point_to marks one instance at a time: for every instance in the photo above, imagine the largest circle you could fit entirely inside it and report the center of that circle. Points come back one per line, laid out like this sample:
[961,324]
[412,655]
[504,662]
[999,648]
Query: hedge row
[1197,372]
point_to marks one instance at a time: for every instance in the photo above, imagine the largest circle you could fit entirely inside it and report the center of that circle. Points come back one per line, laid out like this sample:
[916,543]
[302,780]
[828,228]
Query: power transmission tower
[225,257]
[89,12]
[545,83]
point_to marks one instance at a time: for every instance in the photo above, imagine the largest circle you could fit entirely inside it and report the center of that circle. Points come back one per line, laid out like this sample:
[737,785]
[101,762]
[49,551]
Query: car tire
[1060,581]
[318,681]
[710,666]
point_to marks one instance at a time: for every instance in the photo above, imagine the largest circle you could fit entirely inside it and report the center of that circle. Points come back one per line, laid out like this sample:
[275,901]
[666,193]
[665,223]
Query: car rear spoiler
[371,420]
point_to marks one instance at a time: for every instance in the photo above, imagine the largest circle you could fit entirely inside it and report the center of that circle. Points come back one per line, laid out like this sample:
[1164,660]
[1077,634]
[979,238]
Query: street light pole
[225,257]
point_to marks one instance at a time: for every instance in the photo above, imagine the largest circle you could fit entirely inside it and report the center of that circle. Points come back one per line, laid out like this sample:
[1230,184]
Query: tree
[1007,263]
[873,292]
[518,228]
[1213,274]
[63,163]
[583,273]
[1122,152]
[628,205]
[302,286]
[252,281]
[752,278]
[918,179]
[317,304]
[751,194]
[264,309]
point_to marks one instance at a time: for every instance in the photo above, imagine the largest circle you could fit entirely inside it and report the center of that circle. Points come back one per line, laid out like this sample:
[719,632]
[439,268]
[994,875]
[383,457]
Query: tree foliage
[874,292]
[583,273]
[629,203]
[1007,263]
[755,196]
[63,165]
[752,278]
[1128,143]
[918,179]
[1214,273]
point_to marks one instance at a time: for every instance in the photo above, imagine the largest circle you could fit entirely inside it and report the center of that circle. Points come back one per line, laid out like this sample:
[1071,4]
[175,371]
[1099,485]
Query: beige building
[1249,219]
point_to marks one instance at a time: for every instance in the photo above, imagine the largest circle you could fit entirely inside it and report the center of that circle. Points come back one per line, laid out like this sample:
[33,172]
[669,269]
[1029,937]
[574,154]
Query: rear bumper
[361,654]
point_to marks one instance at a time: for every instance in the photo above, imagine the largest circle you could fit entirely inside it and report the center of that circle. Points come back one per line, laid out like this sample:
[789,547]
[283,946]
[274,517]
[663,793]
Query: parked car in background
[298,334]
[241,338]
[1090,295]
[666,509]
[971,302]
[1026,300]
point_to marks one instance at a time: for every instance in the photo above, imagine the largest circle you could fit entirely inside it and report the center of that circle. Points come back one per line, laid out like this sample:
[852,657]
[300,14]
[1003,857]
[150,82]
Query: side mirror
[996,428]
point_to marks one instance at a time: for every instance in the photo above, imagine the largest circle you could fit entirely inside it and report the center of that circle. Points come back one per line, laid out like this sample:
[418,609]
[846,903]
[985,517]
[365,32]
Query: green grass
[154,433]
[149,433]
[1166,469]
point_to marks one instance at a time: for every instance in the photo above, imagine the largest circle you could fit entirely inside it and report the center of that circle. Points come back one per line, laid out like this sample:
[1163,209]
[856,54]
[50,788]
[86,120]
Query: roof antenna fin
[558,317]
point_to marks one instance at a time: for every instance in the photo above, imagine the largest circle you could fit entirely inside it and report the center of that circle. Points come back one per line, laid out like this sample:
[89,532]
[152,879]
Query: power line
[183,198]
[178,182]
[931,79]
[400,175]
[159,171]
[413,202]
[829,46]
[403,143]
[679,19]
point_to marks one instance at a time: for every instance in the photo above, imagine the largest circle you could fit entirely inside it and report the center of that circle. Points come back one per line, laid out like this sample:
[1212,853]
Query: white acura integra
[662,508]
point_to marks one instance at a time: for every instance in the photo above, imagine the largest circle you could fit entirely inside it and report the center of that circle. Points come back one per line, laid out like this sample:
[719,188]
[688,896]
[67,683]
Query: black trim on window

----

From the first line to the last, reproduce the data above exactly.

Exercise answer:
point_to marks one instance at a time: for every instance in the photo above, imagine the largest circle you could fit entirely inside it and report the center of that circle. Points come back one per line, laid out like this sample:
[961,324]
[412,655]
[504,662]
[999,648]
Query: hedge row
[1197,372]
point_to marks one instance at a time: for every instance in the photo above, imagine the largest circle you could fit entirely inside it and report the center of that circle. Points come back one per line, laid out like this sample:
[916,543]
[302,780]
[828,228]
Query: power transmission tower
[225,257]
[89,12]
[545,83]
point_to marks one instance at a time: for every instance in the photo above, imagine the largest circle you could fit entirely inside it and report the center of that circle. Points come back one per line, laid out like this sample:
[737,785]
[101,762]
[49,551]
Query: car tire
[1060,581]
[318,681]
[710,666]
point_to marks one instance at a time: for every instance in the photo above, imagine the largest circle you could fit entirely inside it and report the center of that circle. Points come back one per line, laid out like this sample:
[275,901]
[666,193]
[665,223]
Query: car rear spoiler
[371,420]
point_to marks one instance at a time: for every instance in the photo above, imagine the largest circle you could fit entirely inside it and report the center of that circle. Points come back one per line, laid out like this sample:
[1164,660]
[1077,634]
[979,238]
Query: street light pole
[225,257]
point_to marks one instance at a time: for every instance in the photo above, imagine the largest circle you could fit entirely inside it and report the center of that circle. Points come back one per line, laid out like this sample:
[1230,184]
Query: tree
[1007,263]
[873,292]
[518,228]
[1213,274]
[63,163]
[583,273]
[1122,152]
[628,205]
[302,286]
[252,281]
[752,278]
[918,179]
[317,304]
[751,194]
[264,309]
point_to marks one instance at a time: for every instance in the photo above, imagine the largest circle you could fit entirely inside it and report the center of that circle. Points come back one per line, laid out like this sample:
[719,632]
[439,268]
[994,875]
[383,457]
Query: tree foliage
[874,292]
[583,273]
[629,203]
[1007,263]
[755,196]
[63,165]
[752,278]
[1128,143]
[918,179]
[1214,273]
point_to marks one instance at a time: for every instance in the photo above, imagine the largest circle you could fit entirely inside it and report the center of that circle. Points come back one per line, laid out like this sample:
[1071,4]
[175,371]
[1099,485]
Query: beige building
[1249,219]
point_to marks one instance at a time: for every instance in the photo above, imagine the largest circle you could fit entirely inside it and report the center of that circle. Points come back one per line, laid out like this sample:
[33,172]
[669,269]
[1029,937]
[574,154]
Query: rear bumper
[361,654]
point_to marks one instance at a time: for every instance in the photo above, imagine the largest circle you could fit entirely inside it and report the center of that circle. Points come back one per line, laid out like this sample:
[789,547]
[283,946]
[274,517]
[663,793]
Query: parked car in background
[298,334]
[241,338]
[1090,295]
[666,509]
[971,302]
[1026,300]
point_to marks one instance at a time: for every instance in the photo above, imagine the largest circle you could fit entirely inside it and report the center of that circle. Points come back one per line, laid out like this sample:
[852,657]
[300,14]
[1003,857]
[150,82]
Query: side mirror
[996,428]
point_to marks one instance at a time: for every instance in the photo above, imagine the largest circle you could fit entirely inside it and report the center of that circle. Points come back one per line, laid out like this sample:
[418,609]
[846,903]
[985,517]
[365,32]
Query: green grass
[154,433]
[149,433]
[1166,469]
point_to marks one instance at a time: for every instance in the photo above, imagine the largest circle you could fit entirely inside it and report the center of that circle. Points come back one per line, laid out like this sample:
[1163,209]
[856,54]
[50,788]
[86,120]
Query: roof antenna fin
[558,317]
point_to marks one instance at a time: for every instance in the photo above, imagine the largest circle you could fit entirely inside it and report the center of that circle. Points come back one per line, laid out like this sample:
[89,532]
[152,879]
Query: power line
[183,198]
[178,182]
[931,79]
[400,175]
[159,171]
[413,202]
[829,46]
[403,143]
[679,19]
point_to marks one instance at a time: for every instance in the photo above, imagine the largest circle you could fit entirely inside it and report the center of that circle. Points come back one per line, laid out like this sample:
[1212,853]
Query: white acura integra
[662,508]
point_to marks one instance at a time: for every instance in the photo above, imagine the largest circle you could fit entirely inside it and report the center of that circle. Points come back one per line, laid out like this sample:
[719,188]
[688,896]
[67,683]
Query: black trim on window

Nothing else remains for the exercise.